**THE PROBLEM**: Every record below needs to be retyped exactly as it appears.

____ RECORDS PROVIDED

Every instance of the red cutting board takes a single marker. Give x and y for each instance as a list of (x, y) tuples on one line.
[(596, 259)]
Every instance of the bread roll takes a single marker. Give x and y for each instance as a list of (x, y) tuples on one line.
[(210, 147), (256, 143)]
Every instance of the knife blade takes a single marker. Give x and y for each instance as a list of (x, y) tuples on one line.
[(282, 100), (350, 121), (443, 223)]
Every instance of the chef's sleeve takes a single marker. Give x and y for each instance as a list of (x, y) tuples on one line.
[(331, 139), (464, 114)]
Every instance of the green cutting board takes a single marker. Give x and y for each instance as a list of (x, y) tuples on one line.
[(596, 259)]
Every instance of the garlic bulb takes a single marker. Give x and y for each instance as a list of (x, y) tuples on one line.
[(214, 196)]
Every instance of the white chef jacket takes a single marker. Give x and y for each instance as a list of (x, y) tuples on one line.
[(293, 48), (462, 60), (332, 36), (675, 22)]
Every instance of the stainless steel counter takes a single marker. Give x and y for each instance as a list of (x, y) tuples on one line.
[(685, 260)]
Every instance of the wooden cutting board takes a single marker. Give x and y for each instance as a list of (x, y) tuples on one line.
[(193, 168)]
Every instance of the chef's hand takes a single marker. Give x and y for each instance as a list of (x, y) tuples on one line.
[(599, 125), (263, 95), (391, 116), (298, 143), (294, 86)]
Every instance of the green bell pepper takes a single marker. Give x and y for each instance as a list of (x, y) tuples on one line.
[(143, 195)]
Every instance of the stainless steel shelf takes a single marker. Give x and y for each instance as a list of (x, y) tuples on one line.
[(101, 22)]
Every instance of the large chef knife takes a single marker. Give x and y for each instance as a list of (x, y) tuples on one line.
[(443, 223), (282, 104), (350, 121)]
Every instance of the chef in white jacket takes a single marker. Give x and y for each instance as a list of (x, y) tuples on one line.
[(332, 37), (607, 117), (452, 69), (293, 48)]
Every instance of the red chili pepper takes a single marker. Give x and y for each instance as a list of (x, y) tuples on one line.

________

**SOLUTION FOR THIS EXERCISE**:
Every instance of the red cutting board takes a single marker. Give x and y for each instance as a list of (x, y) tuples on one line.
[(596, 259)]
Every instance of the bread roll takes a single marker. Give x and y for each instance as a list of (x, y) tuples on one line.
[(210, 147), (256, 143)]
Every instance of the knife blade takes a single marker. Give x and y for each instance as a list of (x, y) tuples on one line.
[(282, 100), (350, 121), (443, 223)]
Every instance of the chef's sleeve takes a single marker. Give x and y for each instance as a list of (x, y) tuples on one line.
[(331, 139), (464, 114)]
Every instance of the green cutting board takes a single marker. Give x and y for each instance as a list of (x, y) tuples on one line.
[(596, 259)]
Every instance of the garlic bulb takes a single marker. Give x and y for each instance as a list of (x, y) tuples on one line.
[(214, 196)]
Every instance of the white chef jacket takes a single marker. Give x and y for each instance as a list of (x, y) tuples on one line.
[(293, 48), (462, 60), (332, 36), (675, 22)]
Every instance of the stainless steel counter takes a single marker. Give x and y for each instance as a list of (x, y) tuples on one line.
[(685, 260)]
Every instance of the wooden cutting board takes a single marker. Give x and y for each instance as a list of (x, y) tuples on one line.
[(193, 168)]
Every instance of the chef's hand takes a single marker. Give x and y for each instance as a list of (x, y) tuples on one line.
[(599, 125), (263, 95), (391, 116), (298, 143), (294, 86)]
Every instance of the green bell pepper takes a single marker. Give x and y for each instance as a list of (x, y) tuples on one line.
[(143, 195)]
Every instance of the stainless steel shelf takes a single marker. Give x and y for each instance as a list of (x, y) tuples on one line.
[(101, 22)]
Every instance of the large chef knife takes a single marker. Give x and y for each instance as a list of (x, y) tuples on one line.
[(443, 223), (282, 104), (350, 121)]
Every instance of the chef in white jacket takes a single marker. Give x and y for each instance as a list of (x, y) tuples on one line.
[(332, 37), (607, 117), (452, 69), (293, 48)]
Every instance of the red chili pepper takes a single marker. Give x and y for each instance as a list of (x, y) tuples on one line.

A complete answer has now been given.